Natural-language object grounding data:
○ ○ ○ ○ ○
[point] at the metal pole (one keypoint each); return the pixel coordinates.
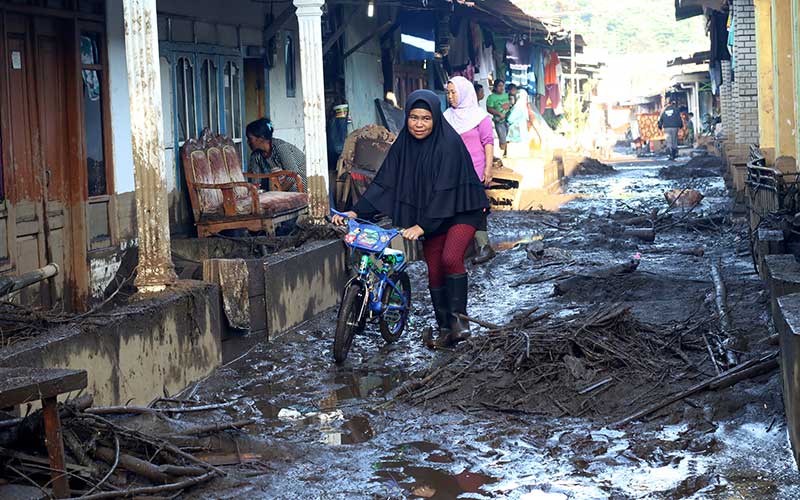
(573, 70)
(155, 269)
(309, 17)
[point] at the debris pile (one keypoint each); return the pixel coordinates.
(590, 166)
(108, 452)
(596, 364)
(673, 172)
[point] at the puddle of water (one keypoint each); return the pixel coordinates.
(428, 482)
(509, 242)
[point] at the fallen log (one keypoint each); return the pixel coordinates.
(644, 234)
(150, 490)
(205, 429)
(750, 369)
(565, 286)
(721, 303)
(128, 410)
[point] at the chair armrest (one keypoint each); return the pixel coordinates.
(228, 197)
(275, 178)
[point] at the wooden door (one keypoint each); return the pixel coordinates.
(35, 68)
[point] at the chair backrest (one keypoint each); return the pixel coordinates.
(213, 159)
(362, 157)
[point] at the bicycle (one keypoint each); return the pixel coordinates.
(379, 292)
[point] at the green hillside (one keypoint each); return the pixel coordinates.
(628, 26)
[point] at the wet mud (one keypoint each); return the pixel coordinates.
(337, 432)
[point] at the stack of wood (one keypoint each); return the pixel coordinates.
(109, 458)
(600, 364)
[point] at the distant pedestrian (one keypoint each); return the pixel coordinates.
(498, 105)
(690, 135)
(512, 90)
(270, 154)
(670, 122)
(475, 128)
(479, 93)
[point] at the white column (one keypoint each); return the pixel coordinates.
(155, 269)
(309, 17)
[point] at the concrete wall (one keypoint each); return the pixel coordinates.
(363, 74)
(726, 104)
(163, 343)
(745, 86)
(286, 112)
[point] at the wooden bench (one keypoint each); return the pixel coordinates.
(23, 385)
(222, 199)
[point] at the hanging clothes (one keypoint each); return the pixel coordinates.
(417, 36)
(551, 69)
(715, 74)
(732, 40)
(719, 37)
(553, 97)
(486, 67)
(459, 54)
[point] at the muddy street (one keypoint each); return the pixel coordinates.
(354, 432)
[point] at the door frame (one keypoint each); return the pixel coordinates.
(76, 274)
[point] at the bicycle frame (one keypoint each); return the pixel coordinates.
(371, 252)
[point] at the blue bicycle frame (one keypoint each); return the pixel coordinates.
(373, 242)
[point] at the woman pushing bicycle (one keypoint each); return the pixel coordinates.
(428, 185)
○ ○ ○ ○ ○
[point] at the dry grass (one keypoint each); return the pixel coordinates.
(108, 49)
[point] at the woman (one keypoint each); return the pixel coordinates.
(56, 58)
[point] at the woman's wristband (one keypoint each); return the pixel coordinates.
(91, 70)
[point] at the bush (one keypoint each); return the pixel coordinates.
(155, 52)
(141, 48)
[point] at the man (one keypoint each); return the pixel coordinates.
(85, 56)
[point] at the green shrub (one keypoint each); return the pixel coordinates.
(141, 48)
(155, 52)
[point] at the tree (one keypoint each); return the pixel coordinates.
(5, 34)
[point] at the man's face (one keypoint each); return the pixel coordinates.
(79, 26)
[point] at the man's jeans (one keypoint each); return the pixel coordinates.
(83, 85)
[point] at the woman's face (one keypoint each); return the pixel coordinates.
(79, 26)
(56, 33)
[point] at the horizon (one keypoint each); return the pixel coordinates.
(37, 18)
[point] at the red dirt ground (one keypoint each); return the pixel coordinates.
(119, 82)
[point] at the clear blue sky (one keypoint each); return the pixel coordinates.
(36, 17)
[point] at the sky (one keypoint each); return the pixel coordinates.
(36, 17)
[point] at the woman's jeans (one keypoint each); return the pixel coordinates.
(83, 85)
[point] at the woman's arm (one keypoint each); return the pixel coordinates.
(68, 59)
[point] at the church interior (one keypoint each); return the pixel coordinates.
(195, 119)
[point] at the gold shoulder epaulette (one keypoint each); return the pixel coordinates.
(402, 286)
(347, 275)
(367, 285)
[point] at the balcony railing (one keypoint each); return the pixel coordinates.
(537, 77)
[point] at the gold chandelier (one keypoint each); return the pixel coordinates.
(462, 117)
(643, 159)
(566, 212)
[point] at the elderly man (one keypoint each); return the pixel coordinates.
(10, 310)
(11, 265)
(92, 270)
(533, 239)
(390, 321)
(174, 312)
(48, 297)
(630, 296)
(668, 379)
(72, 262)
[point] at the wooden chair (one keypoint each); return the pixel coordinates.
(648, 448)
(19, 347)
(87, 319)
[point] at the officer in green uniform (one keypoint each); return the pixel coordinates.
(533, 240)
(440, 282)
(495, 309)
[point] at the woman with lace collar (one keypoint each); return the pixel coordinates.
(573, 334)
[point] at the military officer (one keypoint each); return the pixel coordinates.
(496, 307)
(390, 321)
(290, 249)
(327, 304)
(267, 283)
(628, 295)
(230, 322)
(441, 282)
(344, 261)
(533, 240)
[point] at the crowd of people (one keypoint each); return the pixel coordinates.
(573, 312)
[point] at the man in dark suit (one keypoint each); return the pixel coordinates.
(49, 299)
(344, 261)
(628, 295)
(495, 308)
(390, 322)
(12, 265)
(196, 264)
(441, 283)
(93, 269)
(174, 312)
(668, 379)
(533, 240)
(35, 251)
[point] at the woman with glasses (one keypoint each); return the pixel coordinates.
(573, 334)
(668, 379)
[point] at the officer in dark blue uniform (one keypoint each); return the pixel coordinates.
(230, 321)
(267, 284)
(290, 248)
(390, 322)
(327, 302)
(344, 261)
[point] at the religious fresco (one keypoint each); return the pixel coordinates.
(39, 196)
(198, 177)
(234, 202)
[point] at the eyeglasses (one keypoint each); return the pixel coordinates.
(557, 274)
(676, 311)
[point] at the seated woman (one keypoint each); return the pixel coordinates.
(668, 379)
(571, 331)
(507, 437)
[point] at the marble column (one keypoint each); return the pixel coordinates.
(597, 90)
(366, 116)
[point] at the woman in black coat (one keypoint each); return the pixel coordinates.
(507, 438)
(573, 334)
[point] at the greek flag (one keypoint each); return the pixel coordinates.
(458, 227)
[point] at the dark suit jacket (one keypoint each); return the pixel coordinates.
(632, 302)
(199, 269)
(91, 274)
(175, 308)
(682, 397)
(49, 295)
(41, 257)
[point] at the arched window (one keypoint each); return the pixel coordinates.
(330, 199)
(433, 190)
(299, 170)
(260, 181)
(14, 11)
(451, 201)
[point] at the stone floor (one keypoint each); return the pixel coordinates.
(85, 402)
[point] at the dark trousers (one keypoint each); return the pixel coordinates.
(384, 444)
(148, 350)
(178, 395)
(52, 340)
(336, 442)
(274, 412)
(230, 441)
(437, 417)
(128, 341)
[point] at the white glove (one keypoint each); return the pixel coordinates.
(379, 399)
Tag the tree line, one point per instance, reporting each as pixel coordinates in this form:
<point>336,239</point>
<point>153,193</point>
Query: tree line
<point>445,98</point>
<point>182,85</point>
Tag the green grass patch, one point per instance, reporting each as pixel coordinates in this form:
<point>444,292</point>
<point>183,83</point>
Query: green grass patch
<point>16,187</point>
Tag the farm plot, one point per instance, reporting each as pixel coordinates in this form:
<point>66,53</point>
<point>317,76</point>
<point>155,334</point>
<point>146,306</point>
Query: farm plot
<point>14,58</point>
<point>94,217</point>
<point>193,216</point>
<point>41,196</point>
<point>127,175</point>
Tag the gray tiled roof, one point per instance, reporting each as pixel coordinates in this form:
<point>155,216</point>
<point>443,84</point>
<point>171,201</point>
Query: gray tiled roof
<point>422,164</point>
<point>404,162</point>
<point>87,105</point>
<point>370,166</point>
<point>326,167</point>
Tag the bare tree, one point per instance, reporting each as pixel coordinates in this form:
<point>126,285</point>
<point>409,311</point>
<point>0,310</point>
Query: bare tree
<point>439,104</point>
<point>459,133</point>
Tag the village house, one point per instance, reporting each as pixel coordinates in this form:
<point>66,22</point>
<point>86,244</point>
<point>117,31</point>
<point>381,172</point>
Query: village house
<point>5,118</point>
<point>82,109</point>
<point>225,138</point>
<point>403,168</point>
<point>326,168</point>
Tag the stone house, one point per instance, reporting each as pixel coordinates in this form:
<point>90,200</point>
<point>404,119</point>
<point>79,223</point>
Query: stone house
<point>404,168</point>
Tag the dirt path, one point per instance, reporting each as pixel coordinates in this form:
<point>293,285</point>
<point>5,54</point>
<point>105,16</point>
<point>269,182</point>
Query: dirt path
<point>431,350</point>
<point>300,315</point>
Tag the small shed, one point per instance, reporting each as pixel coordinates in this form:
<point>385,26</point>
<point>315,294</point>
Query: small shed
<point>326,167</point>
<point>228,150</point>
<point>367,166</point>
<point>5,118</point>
○ ○ ○ ○ ○
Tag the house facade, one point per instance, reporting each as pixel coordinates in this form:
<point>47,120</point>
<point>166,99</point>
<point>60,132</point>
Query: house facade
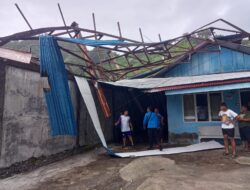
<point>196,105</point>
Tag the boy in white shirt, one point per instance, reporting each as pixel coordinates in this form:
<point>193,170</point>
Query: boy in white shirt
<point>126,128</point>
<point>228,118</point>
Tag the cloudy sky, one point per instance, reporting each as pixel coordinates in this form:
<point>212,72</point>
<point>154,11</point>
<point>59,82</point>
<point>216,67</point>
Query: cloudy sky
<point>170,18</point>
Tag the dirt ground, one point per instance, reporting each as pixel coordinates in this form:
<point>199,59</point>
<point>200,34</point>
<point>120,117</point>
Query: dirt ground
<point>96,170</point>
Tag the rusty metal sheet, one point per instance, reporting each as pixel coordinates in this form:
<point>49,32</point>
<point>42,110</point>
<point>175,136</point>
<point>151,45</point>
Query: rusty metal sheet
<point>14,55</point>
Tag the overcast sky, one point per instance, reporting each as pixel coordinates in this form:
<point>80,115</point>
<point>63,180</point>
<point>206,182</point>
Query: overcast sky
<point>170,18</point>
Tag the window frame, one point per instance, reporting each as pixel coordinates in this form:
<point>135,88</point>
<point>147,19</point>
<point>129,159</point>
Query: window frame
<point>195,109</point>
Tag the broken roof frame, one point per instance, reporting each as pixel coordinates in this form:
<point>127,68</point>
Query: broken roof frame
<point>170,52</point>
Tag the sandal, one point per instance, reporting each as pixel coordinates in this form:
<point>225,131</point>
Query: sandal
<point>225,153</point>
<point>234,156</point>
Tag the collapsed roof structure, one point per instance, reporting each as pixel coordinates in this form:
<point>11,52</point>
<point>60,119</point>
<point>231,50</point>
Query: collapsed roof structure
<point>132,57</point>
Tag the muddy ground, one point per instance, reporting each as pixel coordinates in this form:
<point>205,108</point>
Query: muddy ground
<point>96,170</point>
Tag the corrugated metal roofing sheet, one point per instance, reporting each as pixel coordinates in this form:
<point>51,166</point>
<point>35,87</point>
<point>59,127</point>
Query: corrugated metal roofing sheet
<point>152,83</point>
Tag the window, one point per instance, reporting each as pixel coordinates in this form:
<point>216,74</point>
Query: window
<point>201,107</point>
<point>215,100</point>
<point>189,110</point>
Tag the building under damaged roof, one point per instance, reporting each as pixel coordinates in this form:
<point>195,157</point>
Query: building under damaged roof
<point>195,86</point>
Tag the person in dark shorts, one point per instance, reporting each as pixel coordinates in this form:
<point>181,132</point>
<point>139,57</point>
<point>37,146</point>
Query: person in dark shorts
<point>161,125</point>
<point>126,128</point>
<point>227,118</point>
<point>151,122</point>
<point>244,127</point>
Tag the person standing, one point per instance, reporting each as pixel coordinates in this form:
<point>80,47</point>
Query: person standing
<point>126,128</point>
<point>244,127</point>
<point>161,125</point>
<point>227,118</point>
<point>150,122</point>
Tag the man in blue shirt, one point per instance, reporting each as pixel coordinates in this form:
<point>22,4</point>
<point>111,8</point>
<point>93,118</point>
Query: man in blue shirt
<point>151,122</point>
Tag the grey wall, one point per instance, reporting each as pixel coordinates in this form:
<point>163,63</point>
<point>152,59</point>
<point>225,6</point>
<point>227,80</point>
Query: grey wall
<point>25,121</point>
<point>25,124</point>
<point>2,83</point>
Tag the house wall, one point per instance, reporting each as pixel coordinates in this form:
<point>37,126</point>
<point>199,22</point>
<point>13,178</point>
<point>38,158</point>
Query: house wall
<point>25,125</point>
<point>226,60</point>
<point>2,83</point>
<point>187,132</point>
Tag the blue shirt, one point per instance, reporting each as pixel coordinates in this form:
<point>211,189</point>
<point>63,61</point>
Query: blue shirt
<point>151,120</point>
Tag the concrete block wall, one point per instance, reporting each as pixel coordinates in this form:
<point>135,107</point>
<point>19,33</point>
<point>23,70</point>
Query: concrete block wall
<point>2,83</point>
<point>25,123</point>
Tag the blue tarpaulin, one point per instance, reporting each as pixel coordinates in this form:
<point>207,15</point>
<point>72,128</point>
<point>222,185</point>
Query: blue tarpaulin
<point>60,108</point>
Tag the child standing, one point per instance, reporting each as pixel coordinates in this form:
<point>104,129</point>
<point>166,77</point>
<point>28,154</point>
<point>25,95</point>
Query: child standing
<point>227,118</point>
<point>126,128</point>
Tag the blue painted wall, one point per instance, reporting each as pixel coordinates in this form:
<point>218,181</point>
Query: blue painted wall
○ ○ ○ ○ ○
* [Activity]:
Whenever the string "painted" turns up in a line of the data, copy that line.

* [The answer]:
Tag the blue painted wall, one point per instance, reporting each as pixel coordinates in this form:
Query: blue painted wall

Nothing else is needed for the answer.